* _Work instructions_
In your copy, leave out the pictures and repeat the entries below exactly.

(Referring expression pointing data)
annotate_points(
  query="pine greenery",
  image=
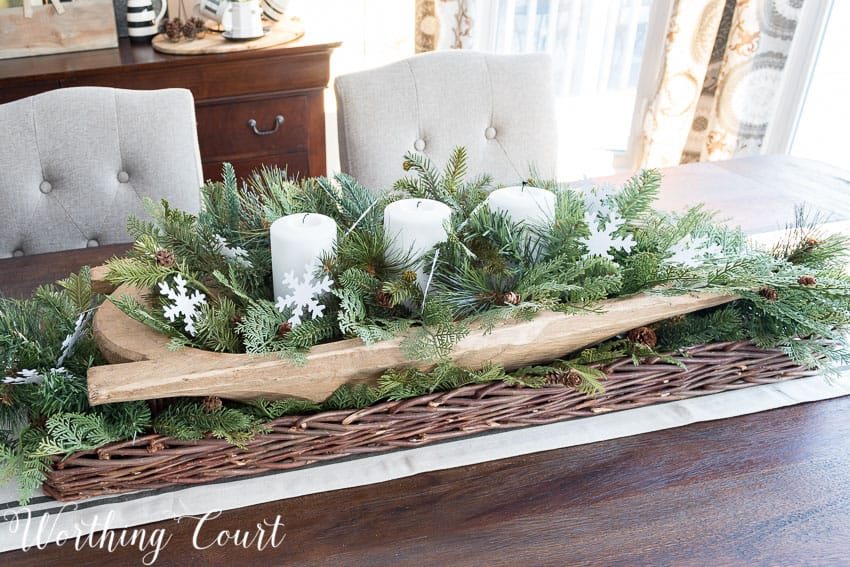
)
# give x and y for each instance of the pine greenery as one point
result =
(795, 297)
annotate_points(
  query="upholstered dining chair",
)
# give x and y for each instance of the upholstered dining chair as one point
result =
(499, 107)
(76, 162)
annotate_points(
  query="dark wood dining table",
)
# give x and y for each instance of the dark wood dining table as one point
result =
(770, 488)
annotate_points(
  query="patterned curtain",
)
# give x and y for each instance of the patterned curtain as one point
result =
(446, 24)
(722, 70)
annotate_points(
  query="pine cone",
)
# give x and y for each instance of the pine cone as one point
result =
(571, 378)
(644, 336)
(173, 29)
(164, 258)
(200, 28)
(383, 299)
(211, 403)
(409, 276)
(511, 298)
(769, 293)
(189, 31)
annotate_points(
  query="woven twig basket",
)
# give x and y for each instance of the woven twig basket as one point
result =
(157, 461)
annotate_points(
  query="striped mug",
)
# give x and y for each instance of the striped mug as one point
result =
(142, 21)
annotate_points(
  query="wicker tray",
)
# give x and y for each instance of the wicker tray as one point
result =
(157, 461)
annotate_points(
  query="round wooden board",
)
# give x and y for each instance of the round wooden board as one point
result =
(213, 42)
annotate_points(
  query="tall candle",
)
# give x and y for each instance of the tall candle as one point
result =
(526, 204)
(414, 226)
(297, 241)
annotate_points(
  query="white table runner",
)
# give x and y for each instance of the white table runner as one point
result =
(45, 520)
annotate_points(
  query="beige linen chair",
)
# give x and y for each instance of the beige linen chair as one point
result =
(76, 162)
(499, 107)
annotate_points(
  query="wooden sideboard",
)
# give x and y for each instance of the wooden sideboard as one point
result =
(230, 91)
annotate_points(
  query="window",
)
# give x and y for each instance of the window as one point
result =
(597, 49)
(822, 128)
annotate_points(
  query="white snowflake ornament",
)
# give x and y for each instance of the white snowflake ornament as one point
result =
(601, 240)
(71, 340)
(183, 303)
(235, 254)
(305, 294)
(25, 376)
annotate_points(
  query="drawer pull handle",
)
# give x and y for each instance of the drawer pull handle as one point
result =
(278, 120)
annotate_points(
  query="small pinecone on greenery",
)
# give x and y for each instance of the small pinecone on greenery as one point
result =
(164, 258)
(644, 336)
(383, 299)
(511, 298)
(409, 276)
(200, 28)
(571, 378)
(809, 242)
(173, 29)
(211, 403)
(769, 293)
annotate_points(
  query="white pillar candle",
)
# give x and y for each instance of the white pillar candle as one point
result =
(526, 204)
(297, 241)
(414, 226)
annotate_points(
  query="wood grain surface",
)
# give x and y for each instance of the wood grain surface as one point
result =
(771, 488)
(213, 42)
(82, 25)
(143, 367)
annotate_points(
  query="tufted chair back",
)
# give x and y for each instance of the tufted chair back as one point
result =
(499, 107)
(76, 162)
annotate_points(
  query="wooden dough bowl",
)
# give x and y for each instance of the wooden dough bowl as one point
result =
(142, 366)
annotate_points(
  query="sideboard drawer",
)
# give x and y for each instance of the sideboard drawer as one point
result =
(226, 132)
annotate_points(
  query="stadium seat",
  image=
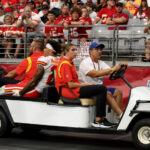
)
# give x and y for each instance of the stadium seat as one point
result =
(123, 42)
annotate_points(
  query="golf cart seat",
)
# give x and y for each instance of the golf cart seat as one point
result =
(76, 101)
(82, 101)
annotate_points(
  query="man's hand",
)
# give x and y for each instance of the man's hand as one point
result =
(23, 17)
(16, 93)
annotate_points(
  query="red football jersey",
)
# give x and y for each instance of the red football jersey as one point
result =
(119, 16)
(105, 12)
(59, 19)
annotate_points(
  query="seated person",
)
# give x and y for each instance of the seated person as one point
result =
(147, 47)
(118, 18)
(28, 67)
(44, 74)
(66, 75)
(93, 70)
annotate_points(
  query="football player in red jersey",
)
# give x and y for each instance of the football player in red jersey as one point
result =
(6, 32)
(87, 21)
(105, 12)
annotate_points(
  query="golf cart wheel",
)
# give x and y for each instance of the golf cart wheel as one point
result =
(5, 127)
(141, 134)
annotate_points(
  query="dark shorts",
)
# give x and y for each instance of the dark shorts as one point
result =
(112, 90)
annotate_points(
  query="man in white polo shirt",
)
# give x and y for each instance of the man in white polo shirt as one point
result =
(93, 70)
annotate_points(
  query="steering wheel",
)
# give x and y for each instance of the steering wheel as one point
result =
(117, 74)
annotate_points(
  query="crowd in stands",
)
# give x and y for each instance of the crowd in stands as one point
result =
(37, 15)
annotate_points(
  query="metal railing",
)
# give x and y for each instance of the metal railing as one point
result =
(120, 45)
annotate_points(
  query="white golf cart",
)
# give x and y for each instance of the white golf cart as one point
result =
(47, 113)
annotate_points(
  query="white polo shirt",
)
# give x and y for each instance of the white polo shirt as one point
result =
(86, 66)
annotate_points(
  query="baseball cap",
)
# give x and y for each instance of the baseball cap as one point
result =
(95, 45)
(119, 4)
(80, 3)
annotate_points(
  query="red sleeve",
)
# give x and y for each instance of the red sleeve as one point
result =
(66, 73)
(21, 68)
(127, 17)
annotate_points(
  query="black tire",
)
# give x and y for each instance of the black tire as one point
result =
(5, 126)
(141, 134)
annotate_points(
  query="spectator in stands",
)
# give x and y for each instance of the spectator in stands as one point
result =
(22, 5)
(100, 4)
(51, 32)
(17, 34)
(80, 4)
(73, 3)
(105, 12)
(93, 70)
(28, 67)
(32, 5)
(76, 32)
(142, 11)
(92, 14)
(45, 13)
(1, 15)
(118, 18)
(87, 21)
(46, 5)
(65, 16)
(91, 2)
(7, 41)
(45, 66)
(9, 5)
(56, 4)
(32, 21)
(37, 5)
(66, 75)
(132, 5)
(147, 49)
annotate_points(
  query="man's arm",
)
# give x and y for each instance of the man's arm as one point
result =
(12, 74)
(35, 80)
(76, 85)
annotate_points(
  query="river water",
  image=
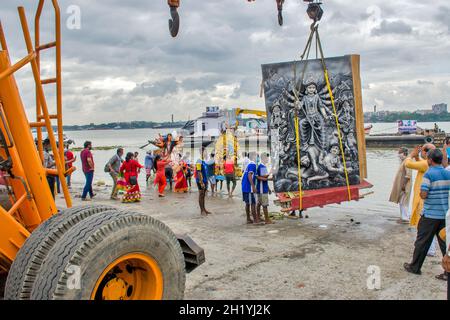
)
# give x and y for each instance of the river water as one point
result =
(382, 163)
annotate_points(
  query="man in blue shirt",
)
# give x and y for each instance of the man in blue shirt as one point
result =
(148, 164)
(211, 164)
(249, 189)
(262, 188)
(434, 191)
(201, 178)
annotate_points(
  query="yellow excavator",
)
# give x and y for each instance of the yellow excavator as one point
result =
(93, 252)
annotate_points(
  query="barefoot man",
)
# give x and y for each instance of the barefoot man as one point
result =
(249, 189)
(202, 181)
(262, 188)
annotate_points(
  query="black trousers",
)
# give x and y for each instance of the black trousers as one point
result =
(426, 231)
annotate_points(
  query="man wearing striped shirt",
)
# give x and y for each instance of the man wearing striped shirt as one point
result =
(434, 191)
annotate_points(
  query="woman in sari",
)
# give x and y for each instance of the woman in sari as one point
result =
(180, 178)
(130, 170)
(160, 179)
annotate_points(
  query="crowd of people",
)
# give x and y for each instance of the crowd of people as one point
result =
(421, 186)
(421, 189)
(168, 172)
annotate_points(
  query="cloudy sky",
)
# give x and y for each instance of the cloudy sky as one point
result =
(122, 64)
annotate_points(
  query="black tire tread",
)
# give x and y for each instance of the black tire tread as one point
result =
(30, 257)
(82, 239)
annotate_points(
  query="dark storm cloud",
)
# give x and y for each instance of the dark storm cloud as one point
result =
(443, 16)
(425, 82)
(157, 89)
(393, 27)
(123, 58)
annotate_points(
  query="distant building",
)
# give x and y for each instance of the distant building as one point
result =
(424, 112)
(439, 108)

* _Your response_
annotate_points(
  query="pine greenery",
  image=
)
# give x and y for each instance of the pine greenery as one point
result =
(795, 297)
annotate_points(
  query="upholstered dining chair",
)
# give x and y for each instance of the upholstered dining chair as one point
result =
(499, 107)
(76, 162)
annotate_points(
  query="dark wood dining table",
)
# give x and y for each instance of the dark wood dining table as one point
result =
(770, 488)
annotate_points(
  query="patterned curtain",
)
# give x and y for each instance of the patterned curtain as one point
result =
(446, 24)
(722, 70)
annotate_points(
  query="pine cone",
)
# give x and y for each instance of the pine cone as one point
result =
(571, 378)
(644, 336)
(173, 29)
(164, 258)
(200, 28)
(383, 299)
(211, 403)
(409, 276)
(511, 298)
(769, 293)
(189, 31)
annotate_points(
  query="woven twig basket",
)
# give x and y for each instance of the woven twig basket as one point
result =
(157, 461)
annotate_points(
  query="striped mug",
)
# give x and y for each instance of the striped mug as one point
result =
(142, 21)
annotate_points(
  query="wicker tray",
)
# give x and y for each instance of the wicker tray as one point
result =
(157, 461)
annotate_points(
  query="round wooden board",
)
# give x and y for each instance of the round wooden board as one point
result =
(213, 42)
annotate_points(
  query="tall candle",
)
# give x and y for each instance of the tall candle as one point
result =
(526, 204)
(414, 226)
(297, 241)
annotate_points(
  query="white table runner",
)
# give x and y for each instance of the white table runner as one point
result =
(45, 520)
annotate_points(
  query="beige linen chair",
)
# give x and y for each instance of the beige linen chair as one point
result =
(76, 162)
(499, 107)
annotate_points(
  query="wooden sideboard",
)
# give x and y for each instance of the wooden sideboard as one point
result =
(230, 91)
annotate_points(
  query="window",
)
# give x and y for each instance of the window as one point
result =
(597, 49)
(822, 128)
annotate_points(
  query="white snowflake ornament",
)
# give x and y for each instance of the white snowflake ornament as one point
result =
(601, 240)
(71, 340)
(183, 303)
(235, 254)
(305, 294)
(25, 376)
annotate_points(
  query="drawer pull handle",
)
# give x and y for each instance of the drawer pull handle as one point
result =
(278, 120)
annotate_points(
  query="small pinecone on greenery",
)
# give x and y for each instance of the small pinecone on greenery as one point
result =
(164, 258)
(644, 336)
(383, 299)
(511, 298)
(409, 276)
(200, 28)
(571, 378)
(809, 242)
(173, 29)
(211, 403)
(769, 293)
annotate_points(
  query="white pillar candle",
)
# give x and y for each instance of the white pillar candle as one point
result =
(526, 204)
(297, 241)
(414, 226)
annotate_points(
  query="wood grain surface",
)
# give x and y for each instance of the wood grain surface as one point
result =
(771, 488)
(213, 42)
(82, 25)
(143, 367)
annotate_points(
  query="tufted chair back",
)
# give x and y for each instance of the tufted chair back as one point
result =
(499, 107)
(76, 162)
annotate_points(
  query="wooden dough bowl",
)
# give x and y for each instance of the wooden dough bowl as one point
result =
(142, 366)
annotate_points(
  query="sideboard drawer",
)
# give x and y for each instance of the sideboard drawer as one point
result =
(226, 132)
annotate_points(
  query="stadium seat",
  image=
)
# give x and y for each instance of the stadium seat as one point
result =
(123, 42)
annotate_points(
  query="golf cart seat",
)
# give x and y for each instance of the golf cart seat as one point
result =
(76, 101)
(82, 101)
annotate_points(
  query="man's hand",
)
# give x and y for each instance of the man's hand as one point
result =
(23, 17)
(16, 93)
annotate_points(
  query="red football jersey",
)
# give x and y for each instance of the red football jersey as one point
result =
(119, 16)
(105, 12)
(59, 19)
annotate_points(
  query="seated person",
)
# give x and y for each instance of the seated person as one point
result =
(147, 47)
(118, 18)
(28, 67)
(44, 74)
(66, 75)
(93, 70)
annotate_points(
  query="football player in red jersey",
)
# give x and y for each instance of the football player in red jersey as one point
result =
(6, 32)
(87, 21)
(105, 12)
annotate_points(
  query="golf cart wheel",
)
# give x and y for each instance of the golf cart wheel as one point
result =
(5, 127)
(141, 134)
annotate_points(
  query="dark shorts",
)
# give x and y for each instance of the dark shorts as one point
result =
(112, 90)
annotate_points(
  query="man in white polo shirt",
)
# give x and y for each instance of the man in white polo shirt as one point
result =
(93, 70)
annotate_points(
  query="steering wheel",
)
# give x and y for each instance of the steering wheel as one point
result =
(117, 74)
annotate_points(
  query="crowd in stands",
)
# give x and y for each instance of the crowd in stands as one point
result =
(37, 15)
annotate_points(
  query="metal railing",
)
# give x and y for each instance of the metal railing as one point
result =
(120, 45)
annotate_points(
  query="white golf cart",
)
# give x and y for each instance of the white golf cart as one point
result =
(47, 113)
annotate_points(
  query="white polo shirt",
)
# give x and y for each instance of the white polo shirt as one point
result =
(86, 66)
annotate_points(
  query="baseball cap",
)
# give x and y for each instance of the baseball cap as one point
result =
(95, 45)
(119, 4)
(80, 3)
annotate_points(
  query="red sleeve",
)
# give x and y for each instance of the red sleeve as one point
result =
(66, 73)
(21, 68)
(127, 17)
annotate_points(
  query="black tire",
)
# give x and y for each instance of the black tire as one point
result =
(5, 126)
(141, 134)
annotate_points(
  query="spectator in stands",
)
# give x and y for each instance of the spectator in stands as one point
result =
(22, 5)
(100, 4)
(51, 32)
(17, 34)
(80, 4)
(73, 3)
(105, 12)
(93, 70)
(28, 67)
(32, 5)
(76, 32)
(142, 11)
(92, 14)
(45, 13)
(1, 15)
(118, 18)
(87, 21)
(46, 5)
(65, 16)
(91, 2)
(7, 41)
(45, 66)
(9, 5)
(56, 4)
(32, 21)
(37, 5)
(66, 75)
(132, 5)
(147, 49)
annotate_points(
  query="man's arm",
)
# give x and y for each instance of the man's arm as one point
result =
(12, 74)
(35, 80)
(76, 85)
annotate_points(
  query="river water",
  image=
)
# give x and y for each instance of the river water as one point
result =
(382, 163)
annotate_points(
  query="man in blue shirt",
)
# give x and y for each instance of the man in blue shirt as one point
result =
(148, 164)
(211, 164)
(249, 189)
(262, 188)
(434, 191)
(201, 178)
annotate_points(
  query="yellow excavator",
)
# give x and y for each instance of the yellow excavator as one point
result =
(93, 252)
annotate_points(
  query="barefoot man",
)
# give x and y for each instance of the barefoot man as one point
result =
(249, 189)
(202, 181)
(262, 188)
annotate_points(
  query="black trousers",
)
# give x and y for each instance of the black trousers as one point
result =
(426, 231)
annotate_points(
  query="man wearing striped shirt",
)
# give x and y for each instance of the man wearing striped shirt as one point
result =
(434, 191)
annotate_points(
  query="woman in sari",
)
# give x and y for each instance of the woman in sari as one point
result =
(180, 178)
(130, 170)
(160, 179)
annotate_points(
  query="crowd of people",
)
# give x and y for each instance of the crowd of people as one point
result =
(421, 186)
(421, 189)
(168, 172)
annotate_points(
  query="cloudy sky",
)
# give x and y for each instance of the cloudy sky as one point
result =
(122, 64)
annotate_points(
  query="black tire tread",
)
# give x and y for each instance of the black tire tread as one point
result =
(30, 257)
(82, 239)
annotate_points(
  query="dark storm cloud",
)
# give x and y for each instance of the dark storm cloud as one point
result =
(443, 16)
(425, 82)
(157, 89)
(393, 27)
(123, 58)
annotate_points(
  query="distant building",
)
# give x and y for each instance of the distant building as one point
result =
(424, 112)
(439, 108)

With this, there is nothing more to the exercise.